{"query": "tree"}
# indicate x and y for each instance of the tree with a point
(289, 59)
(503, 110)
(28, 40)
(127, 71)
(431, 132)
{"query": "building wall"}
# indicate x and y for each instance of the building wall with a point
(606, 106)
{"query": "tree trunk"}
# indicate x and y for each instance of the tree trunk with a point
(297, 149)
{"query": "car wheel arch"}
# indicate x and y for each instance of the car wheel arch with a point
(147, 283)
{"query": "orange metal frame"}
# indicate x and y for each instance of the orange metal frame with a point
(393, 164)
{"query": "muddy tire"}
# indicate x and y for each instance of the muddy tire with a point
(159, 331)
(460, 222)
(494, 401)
===============
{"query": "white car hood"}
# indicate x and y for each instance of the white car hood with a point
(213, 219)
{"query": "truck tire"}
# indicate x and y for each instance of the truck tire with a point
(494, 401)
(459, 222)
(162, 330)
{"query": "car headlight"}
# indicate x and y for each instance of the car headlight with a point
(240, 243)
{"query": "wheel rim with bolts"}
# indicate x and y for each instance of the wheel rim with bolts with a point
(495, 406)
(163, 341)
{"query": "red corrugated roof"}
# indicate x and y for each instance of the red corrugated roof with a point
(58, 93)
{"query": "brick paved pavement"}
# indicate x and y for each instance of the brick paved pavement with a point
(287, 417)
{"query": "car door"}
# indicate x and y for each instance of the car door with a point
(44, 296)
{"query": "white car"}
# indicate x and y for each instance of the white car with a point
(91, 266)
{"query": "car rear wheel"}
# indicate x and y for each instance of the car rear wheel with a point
===============
Stated task ->
Return every line of the records above that contains the word "wall", copied in full.

The result ->
{"query": "building wall"}
# indicate x and y for each instance of the building wall with a point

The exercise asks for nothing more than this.